___ DATA FOR THIS TASK ___

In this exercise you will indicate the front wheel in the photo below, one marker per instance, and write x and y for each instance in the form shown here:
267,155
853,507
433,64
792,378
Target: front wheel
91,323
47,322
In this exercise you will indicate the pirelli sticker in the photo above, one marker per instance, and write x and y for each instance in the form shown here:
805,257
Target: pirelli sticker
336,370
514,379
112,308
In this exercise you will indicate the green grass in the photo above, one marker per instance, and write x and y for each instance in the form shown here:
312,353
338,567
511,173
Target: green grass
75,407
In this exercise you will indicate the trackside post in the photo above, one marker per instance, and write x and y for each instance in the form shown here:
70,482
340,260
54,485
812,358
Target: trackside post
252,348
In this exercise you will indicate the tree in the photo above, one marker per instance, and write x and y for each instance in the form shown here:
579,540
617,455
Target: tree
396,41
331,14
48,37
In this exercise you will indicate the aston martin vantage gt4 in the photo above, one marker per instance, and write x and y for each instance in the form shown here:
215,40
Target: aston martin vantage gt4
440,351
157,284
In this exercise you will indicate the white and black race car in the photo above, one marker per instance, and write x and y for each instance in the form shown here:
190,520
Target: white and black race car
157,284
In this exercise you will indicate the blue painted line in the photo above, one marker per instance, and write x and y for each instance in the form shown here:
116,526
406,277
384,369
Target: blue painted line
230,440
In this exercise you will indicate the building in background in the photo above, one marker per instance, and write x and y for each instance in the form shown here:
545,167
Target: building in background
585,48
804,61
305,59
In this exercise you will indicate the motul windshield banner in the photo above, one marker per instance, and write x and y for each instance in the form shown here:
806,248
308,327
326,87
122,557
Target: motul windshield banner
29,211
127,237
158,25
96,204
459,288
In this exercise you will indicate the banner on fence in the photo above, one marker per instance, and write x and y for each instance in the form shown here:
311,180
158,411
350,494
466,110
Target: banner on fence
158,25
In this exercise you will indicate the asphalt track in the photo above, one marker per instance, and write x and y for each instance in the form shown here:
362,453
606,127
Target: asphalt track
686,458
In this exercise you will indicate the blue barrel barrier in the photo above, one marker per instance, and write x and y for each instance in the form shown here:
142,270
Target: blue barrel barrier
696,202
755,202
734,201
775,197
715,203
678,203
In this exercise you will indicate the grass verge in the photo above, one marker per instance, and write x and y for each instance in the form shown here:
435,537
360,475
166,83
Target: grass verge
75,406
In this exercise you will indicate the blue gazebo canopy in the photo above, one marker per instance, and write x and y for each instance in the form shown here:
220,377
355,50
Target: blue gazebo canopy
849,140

___

**ASSIGNMENT:**
Set all the data down again, exactly as it reads above.

**FINISHED TASK:**
In this exercise you will indicate the front wheel in the photo below, one marker per instance, and write x and y for each instance in the form shown here:
267,155
853,507
433,64
792,378
Target: front wheel
91,323
47,322
In this exercise you will indicate the pirelli sticker in the photo above, one marker per instance, and write x and y for each instance in the form shown here:
805,257
Target: pirelli sticker
336,370
514,379
112,308
In this exercise you will indicate the green grass in the photo above, one marker per instance, and write x and y for each instance in the form shown here:
312,353
338,567
511,173
Target: green grass
75,407
In this exercise you will indicate the trackside post in the photo above, one marker per instance, and write x and y for each instance in the form shown here:
70,482
340,260
54,485
812,358
Target: trackside post
252,348
In this exercise you will indicate the tree in the photo above, one marker per instance, and write x and y for each instance in the form shown here:
579,540
617,455
Target: tree
396,41
331,14
48,37
In this exercise you will indicate the aston martin vantage gt4 in the photo above, one marker per instance, and write x and y for each instance in the form shown here:
215,40
Target: aston martin vantage gt4
440,351
157,284
In this exercise you will indicate the white and black race car in the photo above, one marker per instance, and write x and y for each instance in the form shown here:
190,520
Target: white and black race car
157,284
In this exercise you will indicate the blue painted line in the photo above, one marker per instance, and write x and y for each instance in the form shown here:
116,526
406,277
384,369
Target: blue painted line
230,440
In this exercise you will indicate the building in background in the photo above, one marker per instance, and write x and y for each instance in the form shown here:
545,167
Target: building in background
585,48
804,61
305,59
In this exercise you will indicate the motul windshield banner in the photo above, one marker per instance, and write x and y for each instance in the form shown here:
806,248
308,327
326,87
122,557
Target: motul windshield banner
29,211
127,237
158,25
96,204
459,288
In this exercise you will indicate the banner on fence in the photo above, one marker per instance, and write x and y for each instance in the form shown here:
311,180
158,411
350,494
466,110
Target: banner on fence
158,25
In this exercise you will indicate the asphalt track in the photo above, one marker per instance, and write x and y for each instance in the form shown here:
362,453
606,127
Target: asphalt track
686,458
In this exercise you will indicate the blue barrel barrier in the photo above, one marker per instance, and write x and y for each instance in the form shown here:
142,270
Target: blue barrel barrier
696,202
755,202
734,201
775,197
715,203
678,203
In this exercise you will indicate the grass verge in the photo above, one marker per instance, and write x and y for each instance in the form shown here:
435,537
360,475
166,83
Target: grass verge
75,406
In this exercise you will indicate the blue gazebo canopy in the photo above, one marker per instance, and write x and y for each instance in the form shown here:
220,377
355,50
Target: blue gazebo canopy
849,140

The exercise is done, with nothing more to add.